# [Prompt]
Every word of the data below has to be copied faithfully.

# [Data section]
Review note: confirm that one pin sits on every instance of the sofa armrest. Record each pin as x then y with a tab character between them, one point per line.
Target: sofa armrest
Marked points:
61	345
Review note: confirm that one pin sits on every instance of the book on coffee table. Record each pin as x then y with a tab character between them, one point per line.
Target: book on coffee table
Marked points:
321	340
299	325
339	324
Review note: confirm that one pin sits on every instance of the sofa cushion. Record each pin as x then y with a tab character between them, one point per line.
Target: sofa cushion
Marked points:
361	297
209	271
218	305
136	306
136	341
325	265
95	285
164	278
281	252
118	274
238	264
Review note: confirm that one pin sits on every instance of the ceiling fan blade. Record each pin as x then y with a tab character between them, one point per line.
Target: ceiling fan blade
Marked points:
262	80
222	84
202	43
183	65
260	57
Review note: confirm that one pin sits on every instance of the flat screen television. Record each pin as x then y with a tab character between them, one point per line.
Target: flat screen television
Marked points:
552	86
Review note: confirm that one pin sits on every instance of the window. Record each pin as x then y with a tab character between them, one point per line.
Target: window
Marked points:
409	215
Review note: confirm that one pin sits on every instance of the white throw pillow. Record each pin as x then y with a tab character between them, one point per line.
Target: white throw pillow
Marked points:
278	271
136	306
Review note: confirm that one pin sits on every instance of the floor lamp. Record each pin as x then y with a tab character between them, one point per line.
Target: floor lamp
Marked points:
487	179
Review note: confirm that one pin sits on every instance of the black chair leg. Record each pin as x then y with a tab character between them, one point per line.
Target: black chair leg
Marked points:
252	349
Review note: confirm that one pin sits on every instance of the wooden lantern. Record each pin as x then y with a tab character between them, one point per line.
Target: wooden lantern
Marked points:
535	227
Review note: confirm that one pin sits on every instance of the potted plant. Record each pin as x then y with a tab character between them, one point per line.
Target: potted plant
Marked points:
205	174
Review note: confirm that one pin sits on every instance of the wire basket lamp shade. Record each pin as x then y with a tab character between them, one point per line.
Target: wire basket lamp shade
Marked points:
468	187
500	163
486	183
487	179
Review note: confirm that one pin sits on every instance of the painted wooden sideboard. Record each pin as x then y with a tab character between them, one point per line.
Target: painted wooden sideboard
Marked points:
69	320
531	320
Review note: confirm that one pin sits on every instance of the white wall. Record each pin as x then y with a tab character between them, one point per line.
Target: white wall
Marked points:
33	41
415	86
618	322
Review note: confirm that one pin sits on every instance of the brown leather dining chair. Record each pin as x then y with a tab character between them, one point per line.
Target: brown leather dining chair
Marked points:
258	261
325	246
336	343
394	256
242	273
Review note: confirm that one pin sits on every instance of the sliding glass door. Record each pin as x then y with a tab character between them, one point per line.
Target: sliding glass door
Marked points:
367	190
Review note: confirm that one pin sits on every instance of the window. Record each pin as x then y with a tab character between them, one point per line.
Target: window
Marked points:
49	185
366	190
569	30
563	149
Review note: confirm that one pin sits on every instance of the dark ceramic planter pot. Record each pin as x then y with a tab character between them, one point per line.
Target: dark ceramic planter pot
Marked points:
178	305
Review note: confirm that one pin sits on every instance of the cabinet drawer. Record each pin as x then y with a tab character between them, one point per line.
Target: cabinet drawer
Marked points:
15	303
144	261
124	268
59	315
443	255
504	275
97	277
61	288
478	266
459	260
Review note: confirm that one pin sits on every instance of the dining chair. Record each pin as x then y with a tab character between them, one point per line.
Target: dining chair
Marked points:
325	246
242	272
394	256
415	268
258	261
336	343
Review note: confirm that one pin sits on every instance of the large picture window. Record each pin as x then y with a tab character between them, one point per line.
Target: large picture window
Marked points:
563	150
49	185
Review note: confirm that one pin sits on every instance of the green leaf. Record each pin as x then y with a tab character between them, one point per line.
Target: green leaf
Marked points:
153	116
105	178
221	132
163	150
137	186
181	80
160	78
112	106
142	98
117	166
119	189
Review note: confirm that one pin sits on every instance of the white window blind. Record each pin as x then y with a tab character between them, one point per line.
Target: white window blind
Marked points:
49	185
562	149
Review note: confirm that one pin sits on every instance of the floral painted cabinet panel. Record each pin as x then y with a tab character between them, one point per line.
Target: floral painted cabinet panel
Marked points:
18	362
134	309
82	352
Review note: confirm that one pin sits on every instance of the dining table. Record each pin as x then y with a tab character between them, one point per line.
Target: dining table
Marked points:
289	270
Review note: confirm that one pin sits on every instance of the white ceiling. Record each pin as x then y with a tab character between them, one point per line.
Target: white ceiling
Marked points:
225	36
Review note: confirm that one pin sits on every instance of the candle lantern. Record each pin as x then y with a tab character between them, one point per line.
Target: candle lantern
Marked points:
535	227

# [Exercise output]
Review note: confirm that one pin sits on every instance of the sofa armrest. Record each pin as x then y with a tab character between them, one point per line.
Target: sofa armrest
Marked points:
61	345
Review note: confirm that one pin sits on every instance of the book on coffee table. Record each pin as x then y with a tab character between them, one point per line.
Target: book on coffee table
Marked points:
321	340
299	325
339	324
Review note: confirm that one pin sits on every instance of the sofa cushion. Record each pin as x then y with a tab character between them, one point per line.
Target: sofa cushion
Marked points:
361	297
209	271
218	305
136	306
136	341
325	265
95	285
164	278
281	252
118	274
238	264
Review note: confirm that one pin sits on every instance of the ceiling fan blade. Record each pin as x then y with a tab character between them, one point per line.
Target: ceiling fan blade
Marked points:
262	80
222	84
202	43
183	65
260	57
Review note: confirm that one pin sits on every instance of the flat screen television. Record each pin as x then y with a tab character between them, one point per line.
Target: flat screen television
Marked points:
552	86
Review note: confirm that one pin sits on every instance of the window. Record each pin as x then y with a tab character between them, one point per line.
Target: window
Marked points:
409	215
Review note: confirm that one pin sits on every instance of the white throw pillow. Record each pin as x then y with a tab character between them, one point per line.
Target: white throw pillow
Marked points:
278	271
136	306
Review note: confirm that one pin sits on every instance of the floor lamp. Record each pin as x then y with a tab character between them, one point per line.
Target: floor lamp
Marked points:
487	179
Review note: confirm that one pin sits on every instance of the black chair leg. Record each pin as x then y with a tab character between them, one point per line.
Target: black chair leg
Marked points:
252	349
Review note: confirm that one pin sits on every instance of the wooden lantern. Record each pin as x then y with a tab character between them, one point per line.
Target: wooden lantern
Marked points:
535	227
Review note: confirm that one pin sits on every instance of the potted plant. Record each pin as x then y with a tab character between them, one point per line.
Target: potted plant
Marked points:
205	174
Review note: confirm that one pin sits on every instance of the wire basket lamp shade. Record each pin as x then y with a tab character between them, one point per line.
Target: wire basket lamp shade
Marked points:
468	187
500	163
486	183
487	179
Review note: confirm that one pin sits on every instance of the painted wooden sideboard. Record each pin as x then y with a tab character between them, one point per line.
Target: painted wooden sideboard
Marked points:
69	320
531	320
Review note: confirm that one pin sits on every instance of the white wall. Record each pin as x then y with a tab character between them, one point per line.
Target: white wall
Marked points:
33	41
415	86
618	322
Review note: confirm that one pin sits on every instance of the brown leather dining chair. Record each pin as x then y with a tab character between them, one point per line.
Target: brown leather dining chair
Marked points:
258	261
325	246
336	343
394	256
242	273
Review note: confirm that one pin sits on every instance of the sliding glass door. Record each pin as x then y with a tab character between them, one point per line.
Target: sliding glass door
Marked points:
367	190
Review note: confirm that one pin sits on every instance of the window. Record each pin as x then y with a tab character between them, one point per line.
Target: window
Marked points:
49	185
366	190
569	30
563	149
Review note: confirm that one pin sits on every instance of the dark ceramic planter pot. Record each pin as x then y with a tab character between them, one point per line.
Target: dark ceramic planter pot
Marked points:
178	305
Review note: confirm that one pin sits on every instance of the cabinet drawer. Record each pin as x then y with a tab character between them, one point per line.
Target: cabinet drawer
Marked points:
15	303
144	261
124	268
59	315
443	255
504	275
97	277
61	288
478	266
459	260
Review note: confirm that one pin sits on every instance of the dining chair. Record each pin as x then y with a tab character between them, one point per line.
Target: dining chair
Marked points:
325	246
242	272
394	256
415	268
258	261
336	343
Review note: confirm that one pin sits on every instance of the large picture window. Record each pin as x then y with a tab character between them, one point per line.
Target: large picture window
Marked points:
563	150
49	185
Review note: confirm that one pin sits on every instance of the green leaf. Record each pin as x then y with a tab character between them, one point per line.
Target: green leaf
Marked points:
153	116
105	178
221	132
163	150
137	186
181	80
160	78
112	106
142	98
117	166
119	189
Review note: confirm that one pin sits on every instance of the white window blind. Record each pin as x then y with a tab character between them, one point per line.
Target: white window blind
Marked points:
49	185
562	149
Review note: confirm that one pin sits on every instance of the floral painted cabinet panel. Record each pin as x then y with a tab character between them, one point per line.
Target: floral painted cabinet panel
Marked points:
18	362
134	309
82	352
Review note: confirm that one pin sits on every instance of the dining table. Record each pin as x then y with a tab character between them, one point per line.
Target: dining table
Marked points:
289	270
Review note: confirm that one pin sits on every instance of the white ceiling. Record each pin as x then y with a tab character between them, one point per line.
Target: white ceiling
Marked points:
225	36
Review note: confirm that one pin sits on every instance of the candle lantern. Record each pin as x then y with a tab character between them, one point per line.
Target: candle lantern
Marked points:
535	227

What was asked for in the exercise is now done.